* [Work to complete] For the material below, return exactly the lines starting at the one holding "indicate the sandy" and ending at the one holding "indicate the dog's head, a", counting both as part of the range.

* [Provided records]
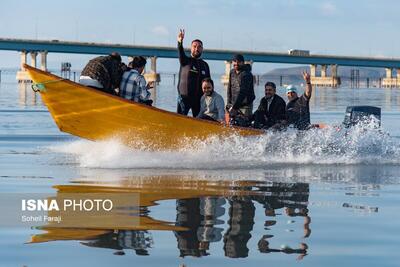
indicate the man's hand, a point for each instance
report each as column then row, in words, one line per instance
column 181, row 35
column 306, row 77
column 150, row 85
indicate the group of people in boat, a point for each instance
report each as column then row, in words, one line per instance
column 196, row 90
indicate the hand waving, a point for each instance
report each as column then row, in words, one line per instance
column 306, row 77
column 181, row 35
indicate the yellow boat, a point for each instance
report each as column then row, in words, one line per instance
column 94, row 115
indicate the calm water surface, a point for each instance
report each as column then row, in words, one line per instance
column 322, row 199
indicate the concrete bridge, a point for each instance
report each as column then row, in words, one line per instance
column 43, row 47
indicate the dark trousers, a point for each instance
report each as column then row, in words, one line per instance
column 185, row 104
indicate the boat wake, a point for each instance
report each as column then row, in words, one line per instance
column 364, row 143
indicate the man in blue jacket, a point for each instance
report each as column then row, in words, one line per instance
column 191, row 73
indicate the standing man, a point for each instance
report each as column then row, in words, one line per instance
column 133, row 84
column 212, row 105
column 241, row 89
column 298, row 108
column 191, row 72
column 271, row 110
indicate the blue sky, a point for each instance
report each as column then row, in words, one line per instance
column 357, row 27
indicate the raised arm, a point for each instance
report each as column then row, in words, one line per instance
column 245, row 85
column 183, row 59
column 307, row 79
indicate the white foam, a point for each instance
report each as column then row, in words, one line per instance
column 363, row 143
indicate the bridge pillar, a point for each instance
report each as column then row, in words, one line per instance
column 22, row 75
column 389, row 81
column 23, row 60
column 324, row 80
column 43, row 61
column 225, row 77
column 33, row 58
column 334, row 72
column 153, row 76
column 313, row 70
column 323, row 70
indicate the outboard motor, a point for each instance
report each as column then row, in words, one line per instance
column 355, row 114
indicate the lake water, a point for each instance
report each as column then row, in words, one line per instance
column 317, row 199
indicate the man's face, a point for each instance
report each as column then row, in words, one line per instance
column 196, row 49
column 237, row 64
column 291, row 95
column 207, row 88
column 269, row 91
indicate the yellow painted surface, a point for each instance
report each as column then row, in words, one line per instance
column 94, row 115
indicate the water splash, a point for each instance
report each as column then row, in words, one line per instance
column 362, row 144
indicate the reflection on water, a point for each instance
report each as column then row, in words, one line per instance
column 201, row 206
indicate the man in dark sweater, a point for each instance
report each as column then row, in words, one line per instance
column 192, row 71
column 298, row 107
column 103, row 73
column 271, row 111
column 240, row 89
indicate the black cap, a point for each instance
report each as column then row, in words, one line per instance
column 238, row 57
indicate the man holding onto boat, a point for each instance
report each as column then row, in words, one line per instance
column 298, row 109
column 104, row 73
column 212, row 106
column 133, row 85
column 191, row 73
column 271, row 110
column 240, row 90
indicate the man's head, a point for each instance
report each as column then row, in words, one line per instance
column 116, row 56
column 138, row 63
column 270, row 89
column 291, row 92
column 197, row 48
column 208, row 86
column 237, row 62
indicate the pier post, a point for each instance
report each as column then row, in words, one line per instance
column 43, row 61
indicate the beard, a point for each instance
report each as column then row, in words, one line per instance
column 196, row 55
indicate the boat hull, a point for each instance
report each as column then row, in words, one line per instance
column 91, row 114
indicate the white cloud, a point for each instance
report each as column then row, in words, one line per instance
column 328, row 8
column 160, row 30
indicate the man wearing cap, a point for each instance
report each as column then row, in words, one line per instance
column 271, row 110
column 241, row 89
column 191, row 72
column 298, row 109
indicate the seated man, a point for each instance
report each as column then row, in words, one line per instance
column 240, row 91
column 103, row 73
column 133, row 85
column 298, row 109
column 211, row 103
column 271, row 111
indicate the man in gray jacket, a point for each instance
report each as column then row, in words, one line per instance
column 211, row 104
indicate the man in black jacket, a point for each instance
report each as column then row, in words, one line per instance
column 271, row 110
column 240, row 89
column 192, row 71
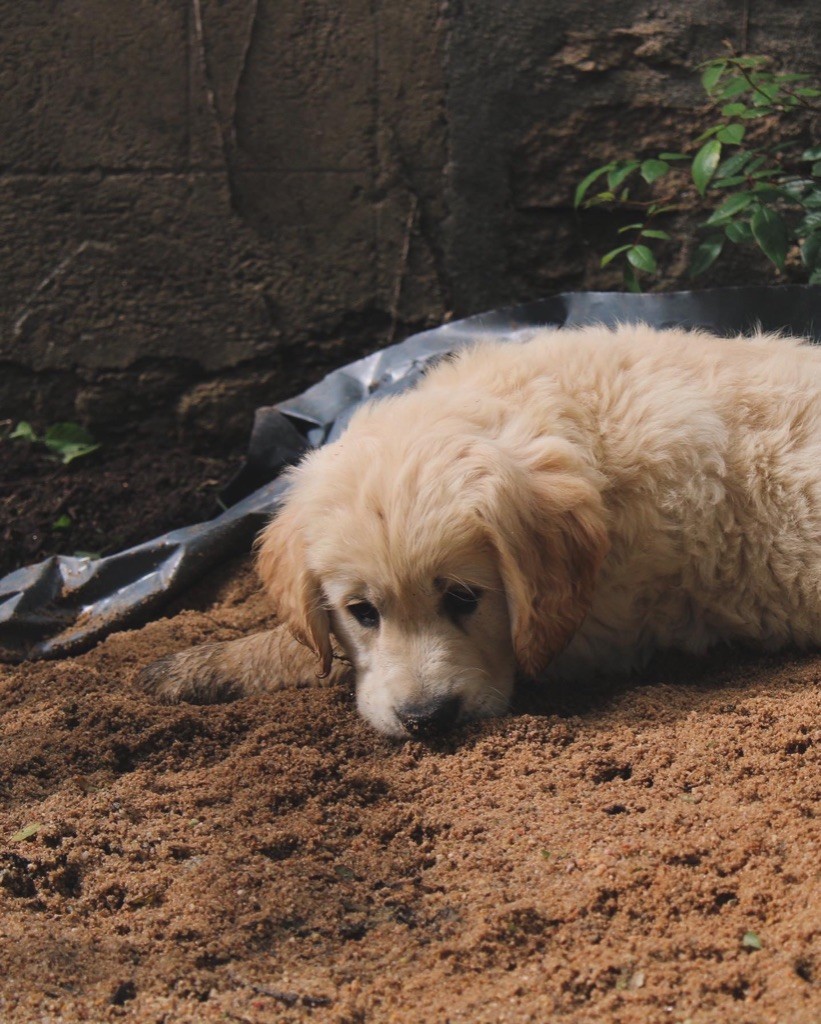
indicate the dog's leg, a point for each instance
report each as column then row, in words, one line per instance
column 221, row 672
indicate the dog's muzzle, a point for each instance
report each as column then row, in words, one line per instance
column 430, row 720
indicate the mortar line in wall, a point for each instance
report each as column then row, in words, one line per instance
column 377, row 170
column 28, row 172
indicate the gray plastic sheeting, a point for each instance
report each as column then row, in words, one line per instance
column 63, row 605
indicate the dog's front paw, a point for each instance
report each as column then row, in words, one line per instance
column 199, row 675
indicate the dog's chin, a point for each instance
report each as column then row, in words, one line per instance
column 381, row 709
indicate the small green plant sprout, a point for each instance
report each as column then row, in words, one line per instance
column 747, row 195
column 68, row 440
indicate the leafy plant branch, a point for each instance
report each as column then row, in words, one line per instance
column 752, row 198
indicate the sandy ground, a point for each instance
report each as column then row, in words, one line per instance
column 644, row 851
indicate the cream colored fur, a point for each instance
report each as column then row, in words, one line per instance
column 605, row 494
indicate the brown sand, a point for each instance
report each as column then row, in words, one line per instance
column 597, row 857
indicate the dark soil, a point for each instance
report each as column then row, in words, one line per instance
column 127, row 492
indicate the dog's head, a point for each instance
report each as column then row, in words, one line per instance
column 441, row 563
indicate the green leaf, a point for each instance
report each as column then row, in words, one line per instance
column 704, row 164
column 810, row 222
column 609, row 257
column 588, row 181
column 599, row 199
column 27, row 832
column 705, row 254
column 617, row 174
column 771, row 232
column 70, row 441
column 731, row 134
column 730, row 207
column 654, row 169
column 811, row 251
column 733, row 88
column 733, row 164
column 642, row 258
column 737, row 179
column 738, row 231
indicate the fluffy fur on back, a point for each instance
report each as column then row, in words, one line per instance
column 559, row 506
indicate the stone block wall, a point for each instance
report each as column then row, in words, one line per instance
column 206, row 204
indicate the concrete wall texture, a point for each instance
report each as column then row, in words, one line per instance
column 216, row 190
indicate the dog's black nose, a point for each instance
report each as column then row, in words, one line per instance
column 429, row 720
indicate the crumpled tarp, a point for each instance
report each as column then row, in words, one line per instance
column 63, row 605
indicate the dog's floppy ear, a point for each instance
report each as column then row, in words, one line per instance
column 293, row 587
column 548, row 526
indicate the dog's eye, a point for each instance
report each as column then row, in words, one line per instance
column 364, row 613
column 460, row 601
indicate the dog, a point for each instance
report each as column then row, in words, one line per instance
column 557, row 507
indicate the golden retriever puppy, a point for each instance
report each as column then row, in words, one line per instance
column 556, row 507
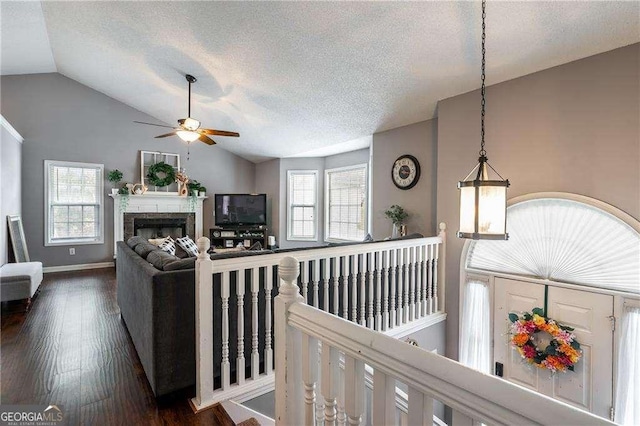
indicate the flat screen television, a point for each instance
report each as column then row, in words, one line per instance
column 240, row 209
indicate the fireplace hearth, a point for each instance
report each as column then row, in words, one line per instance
column 158, row 225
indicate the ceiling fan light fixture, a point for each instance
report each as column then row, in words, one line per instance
column 191, row 124
column 187, row 135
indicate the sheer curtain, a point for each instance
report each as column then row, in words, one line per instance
column 475, row 332
column 628, row 380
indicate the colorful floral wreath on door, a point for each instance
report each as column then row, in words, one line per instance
column 561, row 354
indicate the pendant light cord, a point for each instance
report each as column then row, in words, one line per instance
column 483, row 153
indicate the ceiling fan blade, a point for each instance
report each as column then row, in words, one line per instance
column 166, row 135
column 151, row 124
column 206, row 140
column 218, row 132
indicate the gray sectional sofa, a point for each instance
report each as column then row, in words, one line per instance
column 156, row 295
column 157, row 304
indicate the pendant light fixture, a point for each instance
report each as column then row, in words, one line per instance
column 483, row 200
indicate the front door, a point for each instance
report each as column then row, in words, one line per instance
column 588, row 387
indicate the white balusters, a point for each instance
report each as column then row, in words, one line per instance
column 335, row 265
column 401, row 285
column 329, row 383
column 309, row 377
column 406, row 281
column 315, row 265
column 430, row 279
column 420, row 408
column 325, row 284
column 240, row 373
column 382, row 262
column 412, row 283
column 418, row 268
column 304, row 279
column 255, row 356
column 354, row 389
column 268, row 352
column 204, row 330
column 435, row 279
column 391, row 282
column 384, row 399
column 289, row 394
column 345, row 286
column 362, row 271
column 226, row 365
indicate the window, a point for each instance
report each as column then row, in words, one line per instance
column 303, row 199
column 346, row 203
column 73, row 197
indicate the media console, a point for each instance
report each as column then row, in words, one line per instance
column 231, row 236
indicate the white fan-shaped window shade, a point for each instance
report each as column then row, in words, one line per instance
column 564, row 240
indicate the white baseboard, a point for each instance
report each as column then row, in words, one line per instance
column 79, row 267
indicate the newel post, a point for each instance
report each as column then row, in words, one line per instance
column 442, row 267
column 289, row 403
column 204, row 326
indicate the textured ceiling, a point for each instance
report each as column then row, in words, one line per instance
column 305, row 77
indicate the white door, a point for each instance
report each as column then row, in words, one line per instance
column 514, row 296
column 588, row 387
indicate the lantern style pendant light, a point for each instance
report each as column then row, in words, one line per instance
column 483, row 200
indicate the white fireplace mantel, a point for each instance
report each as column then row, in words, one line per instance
column 152, row 203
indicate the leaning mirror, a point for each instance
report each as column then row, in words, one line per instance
column 18, row 243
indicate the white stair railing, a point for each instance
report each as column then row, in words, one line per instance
column 357, row 282
column 428, row 376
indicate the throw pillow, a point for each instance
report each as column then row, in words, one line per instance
column 134, row 241
column 188, row 245
column 169, row 245
column 159, row 259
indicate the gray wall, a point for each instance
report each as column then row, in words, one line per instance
column 10, row 200
column 572, row 128
column 300, row 164
column 268, row 182
column 419, row 140
column 62, row 119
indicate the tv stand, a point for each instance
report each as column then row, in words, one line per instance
column 230, row 236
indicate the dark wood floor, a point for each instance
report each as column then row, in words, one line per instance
column 72, row 349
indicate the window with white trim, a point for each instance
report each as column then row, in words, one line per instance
column 302, row 196
column 74, row 203
column 346, row 203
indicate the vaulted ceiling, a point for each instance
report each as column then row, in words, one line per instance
column 301, row 77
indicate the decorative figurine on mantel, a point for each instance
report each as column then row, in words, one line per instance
column 183, row 180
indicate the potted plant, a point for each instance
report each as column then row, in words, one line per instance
column 114, row 176
column 194, row 187
column 397, row 216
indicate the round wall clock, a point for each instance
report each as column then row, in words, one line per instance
column 405, row 172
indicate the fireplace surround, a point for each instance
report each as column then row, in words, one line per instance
column 153, row 206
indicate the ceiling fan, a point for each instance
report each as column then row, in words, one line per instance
column 189, row 128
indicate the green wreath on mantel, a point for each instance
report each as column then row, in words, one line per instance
column 163, row 168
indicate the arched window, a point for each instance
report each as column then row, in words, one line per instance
column 565, row 239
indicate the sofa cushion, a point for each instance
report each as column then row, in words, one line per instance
column 187, row 263
column 143, row 249
column 134, row 241
column 169, row 246
column 159, row 259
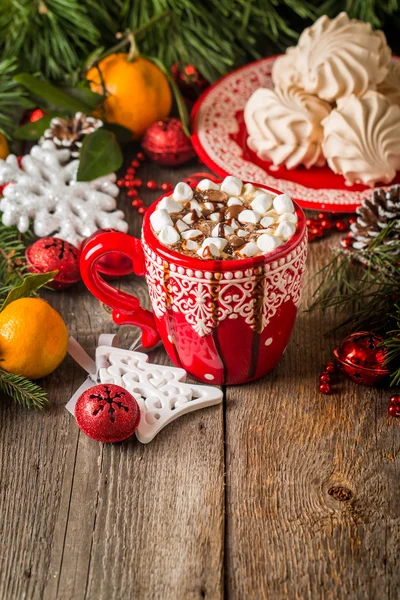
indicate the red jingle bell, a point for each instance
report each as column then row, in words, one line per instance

* [Your solution]
indicate the sandy ground, a point for each instance
report each as column then row, in words, one line per instance
column 644, row 851
indicate the cream colored fur, a point for each instance
report each as column then row, in words, one line per instance
column 605, row 494
indicate the brown sand, a point for each instance
report each as column then row, in words, one line per instance
column 597, row 857
indicate the dark soil, a point for each instance
report each as column then row, in words, one line per instance
column 127, row 492
indicate the dog's head, a point for each instance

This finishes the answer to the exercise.